Referring expression data

--*--

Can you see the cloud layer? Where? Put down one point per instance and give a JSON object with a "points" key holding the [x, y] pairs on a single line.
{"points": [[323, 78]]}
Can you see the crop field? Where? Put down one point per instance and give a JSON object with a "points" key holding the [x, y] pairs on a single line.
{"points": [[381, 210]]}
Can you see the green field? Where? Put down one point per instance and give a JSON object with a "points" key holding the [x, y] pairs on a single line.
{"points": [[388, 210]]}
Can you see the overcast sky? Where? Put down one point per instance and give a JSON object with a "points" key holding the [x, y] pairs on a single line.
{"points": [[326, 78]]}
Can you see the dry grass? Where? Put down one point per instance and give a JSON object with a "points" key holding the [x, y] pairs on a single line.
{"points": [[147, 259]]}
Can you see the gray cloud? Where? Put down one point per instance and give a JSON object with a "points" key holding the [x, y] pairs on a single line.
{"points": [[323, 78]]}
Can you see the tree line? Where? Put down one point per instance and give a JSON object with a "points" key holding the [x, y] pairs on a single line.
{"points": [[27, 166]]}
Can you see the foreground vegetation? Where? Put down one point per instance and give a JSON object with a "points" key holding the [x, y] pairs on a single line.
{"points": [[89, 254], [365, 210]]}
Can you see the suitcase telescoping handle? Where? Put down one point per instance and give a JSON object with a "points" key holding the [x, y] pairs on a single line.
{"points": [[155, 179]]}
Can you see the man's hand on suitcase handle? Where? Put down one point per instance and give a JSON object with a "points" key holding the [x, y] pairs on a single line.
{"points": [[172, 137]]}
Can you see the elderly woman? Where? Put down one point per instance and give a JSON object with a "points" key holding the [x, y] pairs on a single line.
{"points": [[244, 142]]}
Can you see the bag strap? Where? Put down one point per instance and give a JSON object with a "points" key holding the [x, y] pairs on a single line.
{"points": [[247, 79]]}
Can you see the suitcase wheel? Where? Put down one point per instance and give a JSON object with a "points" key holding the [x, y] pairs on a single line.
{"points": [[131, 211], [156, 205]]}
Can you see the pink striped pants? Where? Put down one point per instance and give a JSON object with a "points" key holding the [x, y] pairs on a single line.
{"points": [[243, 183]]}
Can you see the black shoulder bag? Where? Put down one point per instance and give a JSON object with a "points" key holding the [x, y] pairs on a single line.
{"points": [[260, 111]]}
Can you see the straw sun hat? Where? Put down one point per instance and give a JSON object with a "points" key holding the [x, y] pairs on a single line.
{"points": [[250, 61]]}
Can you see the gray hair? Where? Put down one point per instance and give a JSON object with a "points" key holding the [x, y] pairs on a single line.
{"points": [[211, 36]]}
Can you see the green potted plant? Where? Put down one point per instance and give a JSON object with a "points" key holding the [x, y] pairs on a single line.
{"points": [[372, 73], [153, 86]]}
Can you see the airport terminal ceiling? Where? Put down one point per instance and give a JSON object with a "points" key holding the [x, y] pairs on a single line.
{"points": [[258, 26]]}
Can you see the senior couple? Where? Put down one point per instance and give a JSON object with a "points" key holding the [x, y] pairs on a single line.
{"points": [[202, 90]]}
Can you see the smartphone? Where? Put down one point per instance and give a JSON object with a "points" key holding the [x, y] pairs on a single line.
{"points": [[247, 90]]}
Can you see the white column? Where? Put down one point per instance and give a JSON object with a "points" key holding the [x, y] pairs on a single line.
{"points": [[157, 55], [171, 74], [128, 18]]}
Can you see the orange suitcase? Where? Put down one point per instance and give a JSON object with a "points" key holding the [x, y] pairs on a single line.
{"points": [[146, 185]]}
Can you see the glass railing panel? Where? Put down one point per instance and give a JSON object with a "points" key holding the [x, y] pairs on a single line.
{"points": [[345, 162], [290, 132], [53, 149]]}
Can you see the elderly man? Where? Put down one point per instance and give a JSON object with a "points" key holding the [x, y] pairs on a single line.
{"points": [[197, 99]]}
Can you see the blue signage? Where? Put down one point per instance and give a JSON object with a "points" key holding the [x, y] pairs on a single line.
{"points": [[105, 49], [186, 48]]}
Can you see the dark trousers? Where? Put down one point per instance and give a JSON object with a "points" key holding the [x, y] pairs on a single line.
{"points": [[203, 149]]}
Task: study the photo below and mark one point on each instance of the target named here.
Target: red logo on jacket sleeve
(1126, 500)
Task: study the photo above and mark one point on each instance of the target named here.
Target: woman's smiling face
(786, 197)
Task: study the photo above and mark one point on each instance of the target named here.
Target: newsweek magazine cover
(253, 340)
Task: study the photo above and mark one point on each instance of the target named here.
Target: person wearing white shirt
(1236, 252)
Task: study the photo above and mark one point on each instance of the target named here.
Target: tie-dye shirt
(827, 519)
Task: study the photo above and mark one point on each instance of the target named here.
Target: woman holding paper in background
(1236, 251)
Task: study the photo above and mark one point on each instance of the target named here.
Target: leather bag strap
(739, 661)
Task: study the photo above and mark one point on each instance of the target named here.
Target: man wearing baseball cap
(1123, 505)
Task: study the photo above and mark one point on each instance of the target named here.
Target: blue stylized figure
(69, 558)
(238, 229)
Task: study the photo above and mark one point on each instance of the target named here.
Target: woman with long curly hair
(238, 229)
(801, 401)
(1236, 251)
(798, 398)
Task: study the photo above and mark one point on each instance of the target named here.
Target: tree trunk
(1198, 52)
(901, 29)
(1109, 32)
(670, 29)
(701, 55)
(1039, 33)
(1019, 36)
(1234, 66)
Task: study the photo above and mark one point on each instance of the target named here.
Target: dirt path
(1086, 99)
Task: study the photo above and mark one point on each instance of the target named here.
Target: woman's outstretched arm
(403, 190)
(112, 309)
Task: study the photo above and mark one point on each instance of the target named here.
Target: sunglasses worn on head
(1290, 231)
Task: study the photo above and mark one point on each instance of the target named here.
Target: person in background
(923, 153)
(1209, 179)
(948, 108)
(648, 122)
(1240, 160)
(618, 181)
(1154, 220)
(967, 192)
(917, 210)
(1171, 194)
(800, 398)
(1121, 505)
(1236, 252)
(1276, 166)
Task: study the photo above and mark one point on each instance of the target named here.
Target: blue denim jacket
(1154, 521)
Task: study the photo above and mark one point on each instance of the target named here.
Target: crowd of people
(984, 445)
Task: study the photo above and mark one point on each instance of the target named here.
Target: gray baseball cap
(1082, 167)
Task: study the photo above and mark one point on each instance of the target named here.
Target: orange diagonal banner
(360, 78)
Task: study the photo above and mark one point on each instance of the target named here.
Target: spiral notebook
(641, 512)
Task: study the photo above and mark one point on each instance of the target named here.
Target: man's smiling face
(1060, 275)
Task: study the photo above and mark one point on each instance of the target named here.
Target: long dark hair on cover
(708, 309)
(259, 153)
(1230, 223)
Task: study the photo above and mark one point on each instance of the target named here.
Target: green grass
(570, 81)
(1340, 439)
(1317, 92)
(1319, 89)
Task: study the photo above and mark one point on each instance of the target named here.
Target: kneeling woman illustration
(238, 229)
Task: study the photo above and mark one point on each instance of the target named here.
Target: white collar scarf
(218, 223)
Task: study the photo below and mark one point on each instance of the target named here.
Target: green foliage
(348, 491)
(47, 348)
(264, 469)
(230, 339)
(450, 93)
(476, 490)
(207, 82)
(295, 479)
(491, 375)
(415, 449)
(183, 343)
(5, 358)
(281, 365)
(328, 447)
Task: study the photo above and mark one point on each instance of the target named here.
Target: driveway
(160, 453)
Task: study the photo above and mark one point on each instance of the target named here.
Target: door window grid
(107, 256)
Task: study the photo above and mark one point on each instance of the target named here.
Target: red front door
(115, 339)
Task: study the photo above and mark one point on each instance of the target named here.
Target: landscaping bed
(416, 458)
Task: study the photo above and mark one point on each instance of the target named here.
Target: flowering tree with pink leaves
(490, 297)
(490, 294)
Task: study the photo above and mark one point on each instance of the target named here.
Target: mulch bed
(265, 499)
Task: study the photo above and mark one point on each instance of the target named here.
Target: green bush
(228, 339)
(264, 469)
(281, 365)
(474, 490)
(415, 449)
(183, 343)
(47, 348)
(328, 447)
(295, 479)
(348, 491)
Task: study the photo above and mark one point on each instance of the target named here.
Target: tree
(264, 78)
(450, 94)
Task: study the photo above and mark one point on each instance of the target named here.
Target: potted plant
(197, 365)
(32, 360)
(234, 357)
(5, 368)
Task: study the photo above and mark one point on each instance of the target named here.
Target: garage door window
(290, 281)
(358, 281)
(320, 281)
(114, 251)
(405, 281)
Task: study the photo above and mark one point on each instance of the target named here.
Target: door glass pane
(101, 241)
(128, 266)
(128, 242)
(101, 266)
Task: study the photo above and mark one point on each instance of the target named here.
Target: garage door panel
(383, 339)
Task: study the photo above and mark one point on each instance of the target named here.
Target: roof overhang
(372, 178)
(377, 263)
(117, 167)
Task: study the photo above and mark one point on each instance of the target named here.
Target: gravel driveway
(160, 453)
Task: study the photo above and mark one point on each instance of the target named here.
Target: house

--*--

WHAT THIS TASK INVOLVES
Within the records above, the line carrying "Target: potted plant" starts the range and the last line ends it. Set down that range exactly.

OUTPUT
Target: potted plant
(197, 365)
(32, 360)
(234, 357)
(5, 368)
Task: study the photo above and mark one point on each instance of the target named here.
Target: garage door window
(290, 281)
(358, 281)
(320, 281)
(114, 251)
(405, 281)
Task: study the photo above and mark one point on each instance of the target named here.
Target: door glass pane
(101, 241)
(128, 266)
(128, 242)
(101, 266)
Task: study the photo above and mark one point on each instance of the target named here.
Target: garage door panel
(383, 339)
Task: study the photo above and mark one point on each instance of the target named here.
Target: roof overhang
(372, 178)
(377, 263)
(117, 167)
Task: study the photo above and mark one point on each instance of the target named here.
Target: gravel driveway
(160, 453)
Task: study the photo above and mark one point on each instance of the target named here.
Target: house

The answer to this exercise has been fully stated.